======== DATA IN THIS EXERCISE

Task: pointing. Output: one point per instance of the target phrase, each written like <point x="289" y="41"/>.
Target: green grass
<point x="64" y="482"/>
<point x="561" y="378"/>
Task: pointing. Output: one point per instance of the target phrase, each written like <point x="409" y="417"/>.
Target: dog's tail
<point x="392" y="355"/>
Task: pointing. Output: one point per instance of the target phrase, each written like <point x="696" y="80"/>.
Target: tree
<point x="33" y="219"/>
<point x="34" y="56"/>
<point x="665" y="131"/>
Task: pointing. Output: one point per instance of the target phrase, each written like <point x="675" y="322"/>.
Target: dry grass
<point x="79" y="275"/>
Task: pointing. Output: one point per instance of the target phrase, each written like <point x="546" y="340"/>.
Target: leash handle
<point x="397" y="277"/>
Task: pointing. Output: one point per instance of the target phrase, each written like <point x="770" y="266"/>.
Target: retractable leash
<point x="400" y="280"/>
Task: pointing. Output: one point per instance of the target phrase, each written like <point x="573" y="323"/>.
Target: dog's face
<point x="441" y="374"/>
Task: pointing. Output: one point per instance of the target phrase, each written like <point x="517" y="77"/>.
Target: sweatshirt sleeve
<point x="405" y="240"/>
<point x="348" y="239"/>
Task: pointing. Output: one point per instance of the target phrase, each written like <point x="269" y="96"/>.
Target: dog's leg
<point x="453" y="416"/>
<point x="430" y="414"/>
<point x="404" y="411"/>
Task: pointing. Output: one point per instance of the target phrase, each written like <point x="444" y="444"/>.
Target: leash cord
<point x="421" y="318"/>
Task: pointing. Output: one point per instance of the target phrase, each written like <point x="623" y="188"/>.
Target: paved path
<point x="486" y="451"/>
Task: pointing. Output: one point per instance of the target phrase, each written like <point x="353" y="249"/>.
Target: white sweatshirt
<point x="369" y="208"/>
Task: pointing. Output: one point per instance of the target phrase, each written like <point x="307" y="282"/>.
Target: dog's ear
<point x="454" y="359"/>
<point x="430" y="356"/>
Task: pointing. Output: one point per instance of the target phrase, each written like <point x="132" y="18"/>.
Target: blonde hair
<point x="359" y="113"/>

================

TASK DESCRIPTION
The records need to be reproduced in their entirety, word for word.

TASK RESULT
Task: pointing. Output: one point per instance of the target phrase, each written like <point x="289" y="41"/>.
Target: green grass
<point x="64" y="482"/>
<point x="561" y="378"/>
Task: pointing. Output: one point per instance of the target phrase, each written like <point x="409" y="417"/>.
Target: dog's tail
<point x="392" y="355"/>
Task: pointing. Output: one point per instance of the target phrase, each written like <point x="696" y="80"/>.
Target: tree
<point x="33" y="219"/>
<point x="34" y="56"/>
<point x="665" y="131"/>
Task: pointing. Output: one point per instance of the target phrase, each written like <point x="675" y="322"/>.
Target: dry grass
<point x="79" y="275"/>
Task: pointing. Output: one point per instance of the target phrase, each written like <point x="546" y="340"/>.
Target: leash handle
<point x="397" y="277"/>
Task: pointing. Output: one point per instance of the target phrase, each written like <point x="770" y="266"/>.
Target: retractable leash
<point x="400" y="280"/>
Task: pointing. Output: one point per instance of the target phrase, each written like <point x="573" y="323"/>.
Target: dog's face
<point x="441" y="374"/>
Task: pointing. Output: one point per instance of the target phrase, each written like <point x="517" y="77"/>.
Target: sweatshirt sleeve
<point x="405" y="240"/>
<point x="348" y="239"/>
Task: pointing. Output: one point per instance of the target phrase, each written like <point x="269" y="96"/>.
Target: dog's leg
<point x="453" y="416"/>
<point x="430" y="414"/>
<point x="404" y="411"/>
Task: pointing. Output: one point per instance of the target phrase, each written like <point x="444" y="444"/>.
Target: leash cord
<point x="421" y="318"/>
Task: pointing. Output: one point per instance of the target phrase, each written like <point x="623" y="188"/>.
Target: paved path
<point x="486" y="451"/>
Task: pointing. Output: one point per instance of the target phrase, each written like <point x="353" y="249"/>.
Target: white sweatshirt
<point x="369" y="208"/>
Task: pointing. Output: one point per instance of the target phrase, each written like <point x="307" y="282"/>.
Target: dog's ear
<point x="454" y="359"/>
<point x="430" y="356"/>
Task: pointing. Output: one point per instance of the target phrase, each written like <point x="132" y="18"/>.
Target: blonde hair
<point x="359" y="113"/>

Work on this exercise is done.